Thursday, July 2, 2015

Opinion: New Funding Model Would Be Fairer to NKU

The following opinion is written by Brent Cooper.



When you look at some of the statistics from the Northern Kentucky University Center for Economic Analysis & Development, you begin to understand why the NKU Health Innovation Center is going to be so impactful not only for our region, but for the entire Commonwealth of Kentucky.

In 2013, 12.2% of all jobs in the Greater Cincinnati and Northern Kentucky region were in the health care industry. That’s doctors, nurses, pharmacists, home health aides, pharmacy technicians, medical assistants, etc. Those jobs translate to $5.9 billion in payroll. But those numbers are in the past.

According to projections, we are going to see over 35,000 new health care jobs, and over 16,000 health care job openings due to replacements by 2020. That translates to over a 38% growth for health care occupations!

NKU appears poised to be a big part of the workforce solution.  

But at the same time there is excitement about the Health Innovation Center at NKU, there is concern from educators and businesses alike about the lack of state funding for post-secondary education, as well as the way the state decides to spend that funding.

In other words, we don’t just have an issue of adequacy, we have an issue of outcomes.


The issue of adequacy isn’t just at NKU, but at all universities across the state. The lack of state funding is a big issue. Our post-secondary institutions are serving more students, but state funding hasn’t held steady. Universities throughout the Commonwealth have seen cuts nearly a dozen times since 2000. As a result, we’ve seen regular increases in tuition costs.

Entries supplied
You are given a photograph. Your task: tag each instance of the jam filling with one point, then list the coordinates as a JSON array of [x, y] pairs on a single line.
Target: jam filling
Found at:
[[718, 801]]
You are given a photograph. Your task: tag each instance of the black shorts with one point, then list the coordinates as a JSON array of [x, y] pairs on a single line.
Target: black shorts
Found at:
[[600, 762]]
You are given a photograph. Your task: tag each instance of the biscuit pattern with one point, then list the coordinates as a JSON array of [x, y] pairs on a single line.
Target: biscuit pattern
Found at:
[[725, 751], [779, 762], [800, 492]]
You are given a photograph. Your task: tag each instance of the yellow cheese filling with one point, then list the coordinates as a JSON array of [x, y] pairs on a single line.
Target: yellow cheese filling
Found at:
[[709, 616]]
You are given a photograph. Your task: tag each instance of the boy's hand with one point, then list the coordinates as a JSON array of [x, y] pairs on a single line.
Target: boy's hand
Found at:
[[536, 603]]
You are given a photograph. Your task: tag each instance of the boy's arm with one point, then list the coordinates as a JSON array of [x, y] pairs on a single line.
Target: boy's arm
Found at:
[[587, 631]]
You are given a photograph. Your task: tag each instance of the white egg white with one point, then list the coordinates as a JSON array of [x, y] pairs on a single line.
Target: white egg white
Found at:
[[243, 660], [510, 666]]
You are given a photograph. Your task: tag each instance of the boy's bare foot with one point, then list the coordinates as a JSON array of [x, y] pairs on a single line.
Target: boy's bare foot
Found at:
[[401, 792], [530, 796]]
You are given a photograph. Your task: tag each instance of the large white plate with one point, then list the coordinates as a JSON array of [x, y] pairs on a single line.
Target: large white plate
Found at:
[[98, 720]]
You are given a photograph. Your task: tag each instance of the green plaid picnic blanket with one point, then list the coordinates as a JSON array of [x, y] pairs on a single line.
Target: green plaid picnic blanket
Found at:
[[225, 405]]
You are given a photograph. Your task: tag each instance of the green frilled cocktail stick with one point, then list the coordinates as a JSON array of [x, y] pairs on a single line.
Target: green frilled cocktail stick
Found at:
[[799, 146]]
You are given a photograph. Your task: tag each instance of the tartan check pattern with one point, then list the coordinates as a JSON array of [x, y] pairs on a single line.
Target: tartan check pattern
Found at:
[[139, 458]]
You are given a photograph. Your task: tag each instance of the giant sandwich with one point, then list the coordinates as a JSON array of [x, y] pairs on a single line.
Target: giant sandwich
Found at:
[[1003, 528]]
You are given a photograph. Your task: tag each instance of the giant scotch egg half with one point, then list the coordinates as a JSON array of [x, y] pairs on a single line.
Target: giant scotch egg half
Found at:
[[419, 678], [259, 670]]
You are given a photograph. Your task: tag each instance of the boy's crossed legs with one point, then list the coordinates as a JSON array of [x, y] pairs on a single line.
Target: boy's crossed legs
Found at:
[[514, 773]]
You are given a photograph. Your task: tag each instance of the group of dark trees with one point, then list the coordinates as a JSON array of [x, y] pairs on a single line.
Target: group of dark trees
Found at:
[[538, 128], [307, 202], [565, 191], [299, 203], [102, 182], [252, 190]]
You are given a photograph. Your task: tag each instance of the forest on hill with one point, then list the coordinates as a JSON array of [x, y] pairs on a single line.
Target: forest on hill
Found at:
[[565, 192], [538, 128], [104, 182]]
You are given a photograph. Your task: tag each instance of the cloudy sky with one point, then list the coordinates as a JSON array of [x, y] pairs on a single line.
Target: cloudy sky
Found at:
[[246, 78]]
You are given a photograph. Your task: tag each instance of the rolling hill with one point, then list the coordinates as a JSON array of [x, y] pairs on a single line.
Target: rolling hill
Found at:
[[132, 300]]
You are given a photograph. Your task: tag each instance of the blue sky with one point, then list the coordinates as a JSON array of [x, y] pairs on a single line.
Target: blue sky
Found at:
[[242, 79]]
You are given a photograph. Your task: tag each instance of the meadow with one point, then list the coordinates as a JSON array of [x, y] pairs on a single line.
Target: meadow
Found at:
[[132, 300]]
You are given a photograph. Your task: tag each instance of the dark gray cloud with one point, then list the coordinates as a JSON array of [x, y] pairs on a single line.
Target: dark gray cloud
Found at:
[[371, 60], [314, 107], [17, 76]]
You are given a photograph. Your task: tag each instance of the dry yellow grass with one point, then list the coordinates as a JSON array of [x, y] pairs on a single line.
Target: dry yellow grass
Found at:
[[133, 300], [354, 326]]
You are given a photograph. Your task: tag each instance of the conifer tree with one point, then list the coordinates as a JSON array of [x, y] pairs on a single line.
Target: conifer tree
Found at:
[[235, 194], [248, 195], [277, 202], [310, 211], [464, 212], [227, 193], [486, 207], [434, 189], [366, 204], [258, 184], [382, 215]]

Task details
Please state what share of all jobs in the Greater Cincinnati and Northern Kentucky region were in the health care industry in 2013, according to the opinion piece on NKU funding.

Response to this task
12.2%